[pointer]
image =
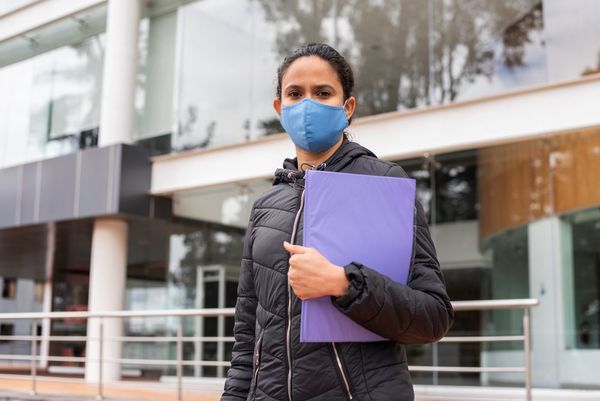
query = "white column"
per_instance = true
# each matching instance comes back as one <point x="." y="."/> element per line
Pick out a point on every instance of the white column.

▬▬▬

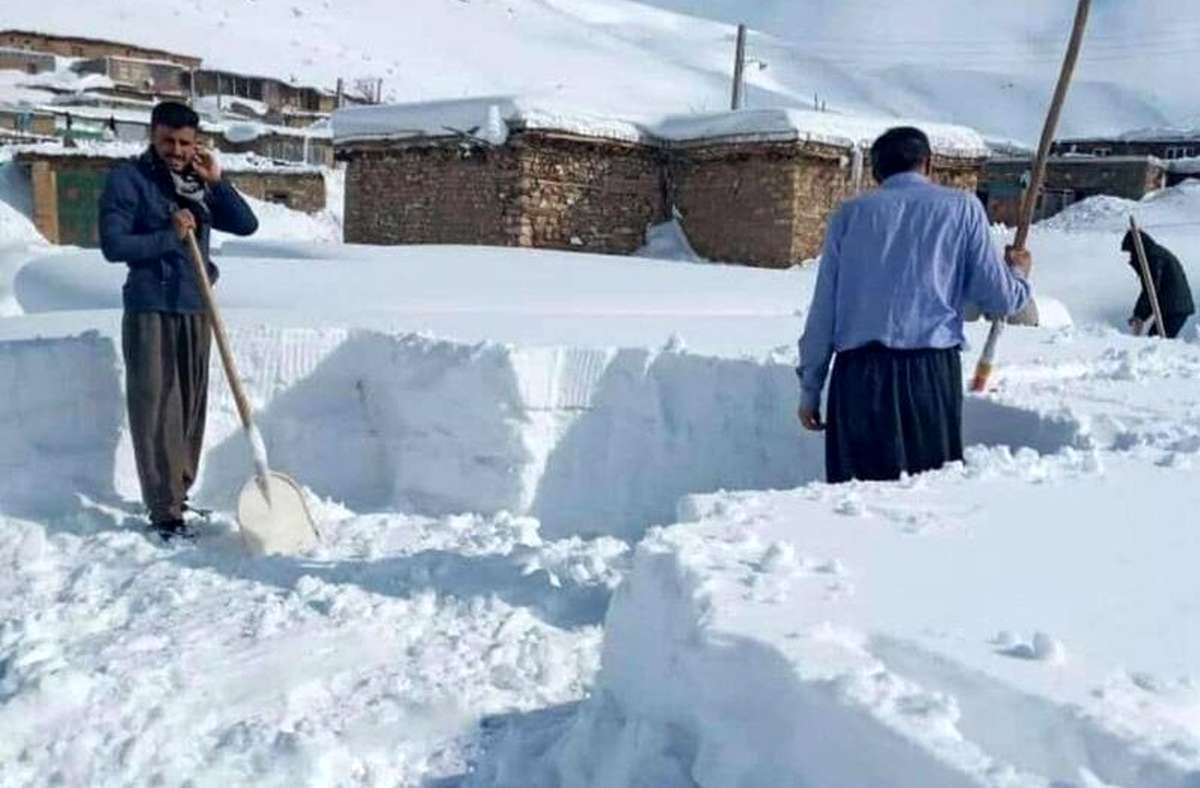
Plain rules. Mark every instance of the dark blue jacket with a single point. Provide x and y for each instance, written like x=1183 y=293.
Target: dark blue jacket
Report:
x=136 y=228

▬▬▬

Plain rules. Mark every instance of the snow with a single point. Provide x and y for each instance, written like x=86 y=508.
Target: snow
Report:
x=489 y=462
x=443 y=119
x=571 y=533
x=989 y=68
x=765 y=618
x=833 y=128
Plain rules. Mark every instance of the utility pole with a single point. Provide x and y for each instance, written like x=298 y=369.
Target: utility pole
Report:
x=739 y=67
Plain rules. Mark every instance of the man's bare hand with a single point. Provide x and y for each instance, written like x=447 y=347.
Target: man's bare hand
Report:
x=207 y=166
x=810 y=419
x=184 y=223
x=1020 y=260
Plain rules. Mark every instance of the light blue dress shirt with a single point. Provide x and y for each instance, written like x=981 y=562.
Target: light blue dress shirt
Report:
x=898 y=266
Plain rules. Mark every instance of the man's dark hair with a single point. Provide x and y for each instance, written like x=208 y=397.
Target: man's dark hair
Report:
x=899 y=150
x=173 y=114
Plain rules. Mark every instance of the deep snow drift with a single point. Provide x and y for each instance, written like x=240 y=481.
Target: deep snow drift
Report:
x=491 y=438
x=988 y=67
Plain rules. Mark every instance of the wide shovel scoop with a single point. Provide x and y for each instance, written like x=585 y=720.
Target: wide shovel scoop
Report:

▬▬▬

Check each line of the records for the word "snow", and show the lines that contain it.

Plain rules. Mark every instance of the snow with a single point. Provide x and y for each instance, written like x=86 y=508.
Target: snow
Plain rules. Mark every instance of the deep snow drift with a single point. Provide x and y for each instance, written like x=240 y=481.
Target: deep snow drift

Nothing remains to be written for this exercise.